§ **The problem**:
Select each line below that contains the word "tile", and copy those lines out.

Saved data entries
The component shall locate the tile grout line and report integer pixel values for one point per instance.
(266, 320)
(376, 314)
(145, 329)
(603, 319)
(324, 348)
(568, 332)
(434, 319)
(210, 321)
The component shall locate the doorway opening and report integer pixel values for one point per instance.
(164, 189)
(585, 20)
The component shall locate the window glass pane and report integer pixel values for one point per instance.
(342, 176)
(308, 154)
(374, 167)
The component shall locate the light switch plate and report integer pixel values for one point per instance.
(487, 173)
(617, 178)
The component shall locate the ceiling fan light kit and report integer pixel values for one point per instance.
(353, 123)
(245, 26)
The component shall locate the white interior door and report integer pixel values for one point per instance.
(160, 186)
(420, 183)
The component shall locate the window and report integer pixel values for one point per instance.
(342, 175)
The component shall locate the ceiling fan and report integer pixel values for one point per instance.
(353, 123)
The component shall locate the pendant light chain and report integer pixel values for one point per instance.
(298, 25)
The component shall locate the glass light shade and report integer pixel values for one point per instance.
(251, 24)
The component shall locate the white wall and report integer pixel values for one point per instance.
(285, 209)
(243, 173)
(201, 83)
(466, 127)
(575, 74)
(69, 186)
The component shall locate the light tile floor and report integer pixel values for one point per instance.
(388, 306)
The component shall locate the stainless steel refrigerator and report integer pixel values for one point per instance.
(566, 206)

---

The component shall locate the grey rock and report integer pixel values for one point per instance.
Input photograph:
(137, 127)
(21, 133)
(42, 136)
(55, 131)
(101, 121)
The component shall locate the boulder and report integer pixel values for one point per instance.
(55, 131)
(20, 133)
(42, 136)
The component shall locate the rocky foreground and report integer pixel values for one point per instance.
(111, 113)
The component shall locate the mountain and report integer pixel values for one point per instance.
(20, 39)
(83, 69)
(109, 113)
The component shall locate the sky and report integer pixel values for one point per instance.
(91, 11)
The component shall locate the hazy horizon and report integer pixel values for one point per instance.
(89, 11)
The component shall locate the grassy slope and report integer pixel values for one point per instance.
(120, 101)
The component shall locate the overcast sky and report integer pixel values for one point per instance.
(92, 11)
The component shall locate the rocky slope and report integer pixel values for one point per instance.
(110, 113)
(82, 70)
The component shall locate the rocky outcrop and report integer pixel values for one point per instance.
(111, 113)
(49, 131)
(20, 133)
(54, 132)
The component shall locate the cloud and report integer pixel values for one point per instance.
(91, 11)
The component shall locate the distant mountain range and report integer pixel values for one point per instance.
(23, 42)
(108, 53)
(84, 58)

* * *

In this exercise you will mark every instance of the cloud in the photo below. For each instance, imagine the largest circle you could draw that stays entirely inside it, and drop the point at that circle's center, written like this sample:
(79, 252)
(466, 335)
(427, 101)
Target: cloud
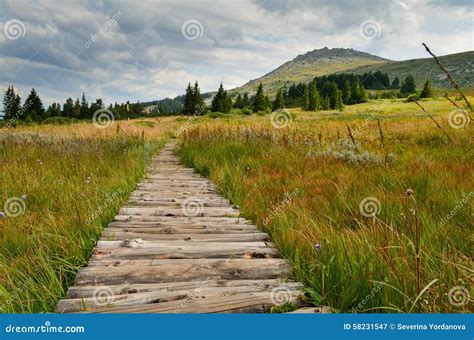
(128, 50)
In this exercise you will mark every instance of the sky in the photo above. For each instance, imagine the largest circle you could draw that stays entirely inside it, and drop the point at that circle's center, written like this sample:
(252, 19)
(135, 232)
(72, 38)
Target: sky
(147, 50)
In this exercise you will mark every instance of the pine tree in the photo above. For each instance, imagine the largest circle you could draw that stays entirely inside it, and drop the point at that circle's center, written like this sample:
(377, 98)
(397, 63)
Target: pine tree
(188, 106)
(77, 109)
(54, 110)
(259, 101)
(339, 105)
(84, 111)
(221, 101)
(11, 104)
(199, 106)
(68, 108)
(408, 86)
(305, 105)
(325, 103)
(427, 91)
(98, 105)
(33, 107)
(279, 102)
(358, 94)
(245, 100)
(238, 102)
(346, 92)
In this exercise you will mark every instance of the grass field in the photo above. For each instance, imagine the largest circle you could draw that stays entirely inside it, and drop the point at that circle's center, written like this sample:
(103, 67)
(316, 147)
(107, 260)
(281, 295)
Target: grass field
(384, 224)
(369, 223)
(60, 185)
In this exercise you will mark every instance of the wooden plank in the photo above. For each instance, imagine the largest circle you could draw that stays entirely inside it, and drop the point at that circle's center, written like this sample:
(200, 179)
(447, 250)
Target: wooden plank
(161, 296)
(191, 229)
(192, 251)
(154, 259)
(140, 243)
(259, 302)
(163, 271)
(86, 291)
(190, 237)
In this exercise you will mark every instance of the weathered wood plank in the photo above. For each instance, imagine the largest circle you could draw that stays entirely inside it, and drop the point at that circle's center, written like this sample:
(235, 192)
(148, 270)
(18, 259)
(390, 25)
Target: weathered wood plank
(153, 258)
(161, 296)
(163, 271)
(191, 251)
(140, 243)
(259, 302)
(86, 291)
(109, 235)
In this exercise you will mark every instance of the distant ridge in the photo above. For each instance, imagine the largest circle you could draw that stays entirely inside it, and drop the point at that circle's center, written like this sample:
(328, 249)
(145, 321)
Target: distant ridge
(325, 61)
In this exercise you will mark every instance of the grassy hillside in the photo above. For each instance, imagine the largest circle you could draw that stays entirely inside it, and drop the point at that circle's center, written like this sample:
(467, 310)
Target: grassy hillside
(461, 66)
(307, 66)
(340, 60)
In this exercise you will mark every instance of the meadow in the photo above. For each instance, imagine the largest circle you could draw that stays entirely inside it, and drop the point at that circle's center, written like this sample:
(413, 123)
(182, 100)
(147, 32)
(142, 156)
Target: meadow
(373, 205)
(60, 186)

§ **Task response**:
The component shall locate the tile grout line and report integer pixel values for one point per instance.
The component shall locate the light tile floor and report integer pixel values for one point per instance.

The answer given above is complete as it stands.